Exercise aim: Tally how many lines of the data below contain the word "mountain", and reply with that number alone.
-- Begin --
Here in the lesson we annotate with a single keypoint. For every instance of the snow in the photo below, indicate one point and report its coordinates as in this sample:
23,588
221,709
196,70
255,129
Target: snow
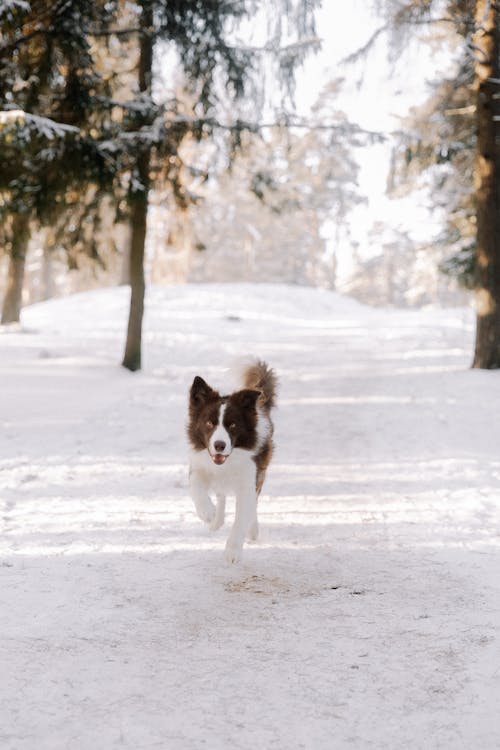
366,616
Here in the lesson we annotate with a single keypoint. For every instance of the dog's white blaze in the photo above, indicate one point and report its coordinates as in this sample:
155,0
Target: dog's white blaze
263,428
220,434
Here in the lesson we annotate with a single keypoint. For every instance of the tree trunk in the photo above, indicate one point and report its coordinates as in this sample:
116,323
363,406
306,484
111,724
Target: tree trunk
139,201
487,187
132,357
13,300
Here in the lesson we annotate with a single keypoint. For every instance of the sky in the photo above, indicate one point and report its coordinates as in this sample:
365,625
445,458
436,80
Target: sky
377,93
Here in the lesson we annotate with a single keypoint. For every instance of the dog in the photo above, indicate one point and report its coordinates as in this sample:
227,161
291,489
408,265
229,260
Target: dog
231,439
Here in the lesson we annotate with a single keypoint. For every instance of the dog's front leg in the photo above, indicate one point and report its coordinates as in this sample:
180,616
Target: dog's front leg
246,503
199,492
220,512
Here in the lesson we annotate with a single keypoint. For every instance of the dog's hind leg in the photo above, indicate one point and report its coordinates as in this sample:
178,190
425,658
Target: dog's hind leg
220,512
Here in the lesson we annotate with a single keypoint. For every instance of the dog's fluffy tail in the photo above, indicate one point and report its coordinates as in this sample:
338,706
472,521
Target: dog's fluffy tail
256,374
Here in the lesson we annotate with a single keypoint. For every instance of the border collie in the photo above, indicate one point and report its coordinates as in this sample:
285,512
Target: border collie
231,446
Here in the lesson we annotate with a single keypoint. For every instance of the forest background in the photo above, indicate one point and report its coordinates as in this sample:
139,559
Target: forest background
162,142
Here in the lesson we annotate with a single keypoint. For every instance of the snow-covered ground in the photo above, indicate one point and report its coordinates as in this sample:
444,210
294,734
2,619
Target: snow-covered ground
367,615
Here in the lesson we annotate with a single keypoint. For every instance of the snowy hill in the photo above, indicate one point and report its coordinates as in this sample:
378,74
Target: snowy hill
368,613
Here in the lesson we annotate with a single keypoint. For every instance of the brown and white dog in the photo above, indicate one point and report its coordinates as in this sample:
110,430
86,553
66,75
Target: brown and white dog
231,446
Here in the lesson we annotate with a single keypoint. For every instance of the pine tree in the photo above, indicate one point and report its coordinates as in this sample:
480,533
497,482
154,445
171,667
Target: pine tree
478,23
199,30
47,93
-- End --
-- Begin --
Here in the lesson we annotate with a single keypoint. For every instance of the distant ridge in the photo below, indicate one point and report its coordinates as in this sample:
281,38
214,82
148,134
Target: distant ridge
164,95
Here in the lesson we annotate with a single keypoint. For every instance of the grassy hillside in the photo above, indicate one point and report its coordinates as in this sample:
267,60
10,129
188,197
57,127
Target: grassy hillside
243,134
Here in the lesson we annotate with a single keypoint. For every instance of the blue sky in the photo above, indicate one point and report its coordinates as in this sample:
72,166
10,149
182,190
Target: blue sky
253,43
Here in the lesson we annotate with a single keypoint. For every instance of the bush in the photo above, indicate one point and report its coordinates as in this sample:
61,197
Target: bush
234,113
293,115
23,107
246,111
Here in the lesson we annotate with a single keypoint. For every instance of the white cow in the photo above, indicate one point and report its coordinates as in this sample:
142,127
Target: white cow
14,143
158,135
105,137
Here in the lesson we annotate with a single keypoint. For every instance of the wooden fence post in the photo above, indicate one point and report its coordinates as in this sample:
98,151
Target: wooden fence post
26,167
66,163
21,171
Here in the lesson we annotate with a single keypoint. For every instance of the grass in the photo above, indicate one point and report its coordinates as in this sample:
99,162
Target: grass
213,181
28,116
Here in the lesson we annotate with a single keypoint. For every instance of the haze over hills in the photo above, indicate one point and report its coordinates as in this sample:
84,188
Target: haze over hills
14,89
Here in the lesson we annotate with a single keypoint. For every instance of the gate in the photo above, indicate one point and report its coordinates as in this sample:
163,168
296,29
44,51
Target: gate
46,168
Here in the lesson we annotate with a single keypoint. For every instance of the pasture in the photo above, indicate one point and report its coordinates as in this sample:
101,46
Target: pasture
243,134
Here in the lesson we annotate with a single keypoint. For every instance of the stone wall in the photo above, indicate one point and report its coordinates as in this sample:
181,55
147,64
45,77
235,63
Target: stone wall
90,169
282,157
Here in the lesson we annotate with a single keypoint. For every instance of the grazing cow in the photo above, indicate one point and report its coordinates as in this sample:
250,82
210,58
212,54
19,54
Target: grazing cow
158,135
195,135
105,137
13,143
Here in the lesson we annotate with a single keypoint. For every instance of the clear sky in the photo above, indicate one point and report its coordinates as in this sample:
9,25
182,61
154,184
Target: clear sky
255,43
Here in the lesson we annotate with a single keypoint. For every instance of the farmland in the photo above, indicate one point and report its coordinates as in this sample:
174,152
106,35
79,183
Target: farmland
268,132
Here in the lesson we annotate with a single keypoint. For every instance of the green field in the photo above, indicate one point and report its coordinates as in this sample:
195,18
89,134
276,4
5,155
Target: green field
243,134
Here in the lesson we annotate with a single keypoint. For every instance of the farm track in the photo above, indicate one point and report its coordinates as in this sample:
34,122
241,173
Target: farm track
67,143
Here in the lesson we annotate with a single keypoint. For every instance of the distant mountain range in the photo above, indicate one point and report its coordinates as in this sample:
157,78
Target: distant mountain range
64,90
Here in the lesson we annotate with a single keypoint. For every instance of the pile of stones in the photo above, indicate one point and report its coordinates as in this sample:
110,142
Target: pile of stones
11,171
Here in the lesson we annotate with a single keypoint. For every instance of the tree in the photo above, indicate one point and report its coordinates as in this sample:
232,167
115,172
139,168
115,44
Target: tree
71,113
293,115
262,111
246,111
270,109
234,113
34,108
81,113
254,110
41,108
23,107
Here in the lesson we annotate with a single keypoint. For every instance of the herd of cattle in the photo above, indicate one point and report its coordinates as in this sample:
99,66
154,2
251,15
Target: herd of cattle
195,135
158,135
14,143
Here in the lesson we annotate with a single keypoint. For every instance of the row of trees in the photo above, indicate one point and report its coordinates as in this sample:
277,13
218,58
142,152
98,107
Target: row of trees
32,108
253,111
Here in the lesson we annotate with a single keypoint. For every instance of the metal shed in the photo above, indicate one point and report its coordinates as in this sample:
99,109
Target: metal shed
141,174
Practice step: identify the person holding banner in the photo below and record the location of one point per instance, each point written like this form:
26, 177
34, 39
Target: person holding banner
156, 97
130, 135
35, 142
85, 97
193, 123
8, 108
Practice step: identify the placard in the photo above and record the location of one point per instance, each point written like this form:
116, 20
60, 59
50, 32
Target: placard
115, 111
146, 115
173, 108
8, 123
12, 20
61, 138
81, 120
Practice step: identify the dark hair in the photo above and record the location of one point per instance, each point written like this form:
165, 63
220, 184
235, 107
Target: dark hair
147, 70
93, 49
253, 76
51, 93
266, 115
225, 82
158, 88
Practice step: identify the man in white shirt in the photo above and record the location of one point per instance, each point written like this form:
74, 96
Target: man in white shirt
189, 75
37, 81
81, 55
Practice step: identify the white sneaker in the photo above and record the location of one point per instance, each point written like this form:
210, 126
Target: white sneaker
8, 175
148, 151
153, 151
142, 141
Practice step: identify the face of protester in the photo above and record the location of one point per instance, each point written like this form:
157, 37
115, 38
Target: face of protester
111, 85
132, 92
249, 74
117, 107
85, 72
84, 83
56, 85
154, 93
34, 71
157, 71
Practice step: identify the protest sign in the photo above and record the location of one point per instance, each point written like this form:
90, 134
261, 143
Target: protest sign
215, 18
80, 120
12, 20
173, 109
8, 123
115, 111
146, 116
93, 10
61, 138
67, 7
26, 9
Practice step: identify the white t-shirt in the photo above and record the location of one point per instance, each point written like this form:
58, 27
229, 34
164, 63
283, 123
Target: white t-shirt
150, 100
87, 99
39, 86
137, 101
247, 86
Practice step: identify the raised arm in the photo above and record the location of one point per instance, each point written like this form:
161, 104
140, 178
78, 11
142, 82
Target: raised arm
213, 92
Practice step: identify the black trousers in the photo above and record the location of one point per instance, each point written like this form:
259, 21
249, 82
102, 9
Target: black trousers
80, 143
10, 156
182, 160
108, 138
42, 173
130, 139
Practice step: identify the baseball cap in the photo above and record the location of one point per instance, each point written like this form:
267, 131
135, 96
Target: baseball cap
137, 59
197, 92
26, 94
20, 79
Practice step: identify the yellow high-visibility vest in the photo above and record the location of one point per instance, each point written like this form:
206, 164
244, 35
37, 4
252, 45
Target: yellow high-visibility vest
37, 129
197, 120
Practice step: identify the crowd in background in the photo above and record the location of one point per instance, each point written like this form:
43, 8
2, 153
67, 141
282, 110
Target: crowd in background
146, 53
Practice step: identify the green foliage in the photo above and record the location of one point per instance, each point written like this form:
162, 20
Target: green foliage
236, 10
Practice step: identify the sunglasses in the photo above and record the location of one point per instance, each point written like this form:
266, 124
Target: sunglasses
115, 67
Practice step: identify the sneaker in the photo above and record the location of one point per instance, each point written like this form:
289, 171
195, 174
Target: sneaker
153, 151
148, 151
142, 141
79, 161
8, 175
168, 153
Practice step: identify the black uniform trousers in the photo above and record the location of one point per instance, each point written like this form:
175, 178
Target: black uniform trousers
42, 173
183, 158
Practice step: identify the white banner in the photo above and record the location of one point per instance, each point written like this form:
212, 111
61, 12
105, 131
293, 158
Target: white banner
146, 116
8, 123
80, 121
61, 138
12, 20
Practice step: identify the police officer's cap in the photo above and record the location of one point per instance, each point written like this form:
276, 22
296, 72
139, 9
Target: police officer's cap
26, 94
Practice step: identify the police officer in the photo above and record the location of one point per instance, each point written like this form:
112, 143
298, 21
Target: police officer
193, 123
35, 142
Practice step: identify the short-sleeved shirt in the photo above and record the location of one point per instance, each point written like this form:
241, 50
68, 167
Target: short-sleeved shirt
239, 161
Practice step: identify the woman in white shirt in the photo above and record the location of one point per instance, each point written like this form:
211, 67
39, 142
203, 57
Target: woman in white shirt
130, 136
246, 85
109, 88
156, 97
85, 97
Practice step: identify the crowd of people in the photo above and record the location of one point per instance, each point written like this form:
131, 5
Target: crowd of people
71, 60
-- End --
-- Begin --
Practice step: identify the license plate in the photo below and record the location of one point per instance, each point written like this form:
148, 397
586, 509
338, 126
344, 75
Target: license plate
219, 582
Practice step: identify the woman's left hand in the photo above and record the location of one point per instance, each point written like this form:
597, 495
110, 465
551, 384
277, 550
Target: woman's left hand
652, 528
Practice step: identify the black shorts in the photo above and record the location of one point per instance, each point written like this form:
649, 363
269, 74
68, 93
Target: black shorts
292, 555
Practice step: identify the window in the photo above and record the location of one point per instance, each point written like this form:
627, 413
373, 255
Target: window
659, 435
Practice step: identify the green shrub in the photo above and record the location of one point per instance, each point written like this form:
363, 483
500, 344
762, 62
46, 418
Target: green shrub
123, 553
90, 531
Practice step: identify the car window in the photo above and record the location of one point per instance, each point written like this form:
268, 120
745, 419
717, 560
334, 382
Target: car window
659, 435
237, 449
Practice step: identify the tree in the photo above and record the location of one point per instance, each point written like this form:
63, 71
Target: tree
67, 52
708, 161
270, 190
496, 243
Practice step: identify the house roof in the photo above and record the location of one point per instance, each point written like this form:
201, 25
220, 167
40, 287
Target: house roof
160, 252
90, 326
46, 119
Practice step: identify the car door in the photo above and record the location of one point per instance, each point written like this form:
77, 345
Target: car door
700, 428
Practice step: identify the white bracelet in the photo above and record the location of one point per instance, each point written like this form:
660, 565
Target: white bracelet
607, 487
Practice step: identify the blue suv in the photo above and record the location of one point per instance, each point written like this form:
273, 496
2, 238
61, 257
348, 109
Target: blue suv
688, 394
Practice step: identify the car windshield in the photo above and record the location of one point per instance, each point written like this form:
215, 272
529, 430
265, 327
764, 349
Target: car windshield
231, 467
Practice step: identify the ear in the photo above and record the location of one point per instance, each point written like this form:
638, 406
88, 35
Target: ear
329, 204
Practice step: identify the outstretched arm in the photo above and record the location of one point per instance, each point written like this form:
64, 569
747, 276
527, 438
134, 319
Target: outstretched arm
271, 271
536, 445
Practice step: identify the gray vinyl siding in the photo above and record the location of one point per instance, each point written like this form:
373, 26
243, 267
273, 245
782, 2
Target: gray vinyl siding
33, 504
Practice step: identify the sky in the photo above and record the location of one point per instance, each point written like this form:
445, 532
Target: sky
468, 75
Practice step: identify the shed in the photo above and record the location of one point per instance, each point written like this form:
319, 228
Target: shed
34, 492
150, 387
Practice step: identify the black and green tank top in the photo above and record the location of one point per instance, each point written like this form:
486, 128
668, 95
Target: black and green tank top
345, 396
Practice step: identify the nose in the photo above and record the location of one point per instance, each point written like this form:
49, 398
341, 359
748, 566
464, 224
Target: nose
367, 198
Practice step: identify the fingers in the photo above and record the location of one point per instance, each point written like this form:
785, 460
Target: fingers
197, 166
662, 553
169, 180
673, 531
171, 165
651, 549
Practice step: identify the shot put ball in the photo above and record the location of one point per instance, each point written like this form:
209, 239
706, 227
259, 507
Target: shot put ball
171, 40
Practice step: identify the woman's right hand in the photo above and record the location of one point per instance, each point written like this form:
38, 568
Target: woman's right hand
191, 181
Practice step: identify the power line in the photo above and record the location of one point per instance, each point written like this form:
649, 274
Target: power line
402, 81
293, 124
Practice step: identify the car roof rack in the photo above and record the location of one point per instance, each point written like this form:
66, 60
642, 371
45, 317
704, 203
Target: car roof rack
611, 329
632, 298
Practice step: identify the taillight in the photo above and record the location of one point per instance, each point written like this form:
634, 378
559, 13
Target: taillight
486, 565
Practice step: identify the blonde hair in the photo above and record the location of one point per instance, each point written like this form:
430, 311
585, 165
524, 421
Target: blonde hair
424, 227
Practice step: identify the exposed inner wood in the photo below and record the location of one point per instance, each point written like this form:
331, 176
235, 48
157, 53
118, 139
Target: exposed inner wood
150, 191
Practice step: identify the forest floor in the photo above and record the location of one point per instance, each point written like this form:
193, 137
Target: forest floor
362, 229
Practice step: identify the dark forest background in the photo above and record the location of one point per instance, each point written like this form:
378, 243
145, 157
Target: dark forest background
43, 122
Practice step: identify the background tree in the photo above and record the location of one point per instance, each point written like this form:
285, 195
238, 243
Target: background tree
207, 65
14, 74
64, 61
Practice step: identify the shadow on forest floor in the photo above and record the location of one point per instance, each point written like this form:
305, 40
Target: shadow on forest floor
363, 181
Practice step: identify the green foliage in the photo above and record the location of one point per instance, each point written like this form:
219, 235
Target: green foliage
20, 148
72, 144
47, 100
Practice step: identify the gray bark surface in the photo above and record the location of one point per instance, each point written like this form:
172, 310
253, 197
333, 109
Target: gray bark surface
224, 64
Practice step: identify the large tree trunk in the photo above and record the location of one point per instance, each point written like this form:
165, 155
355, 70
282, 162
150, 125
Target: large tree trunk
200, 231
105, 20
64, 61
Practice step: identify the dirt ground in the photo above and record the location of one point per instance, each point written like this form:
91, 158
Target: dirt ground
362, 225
-- End --
Result for this exercise: 2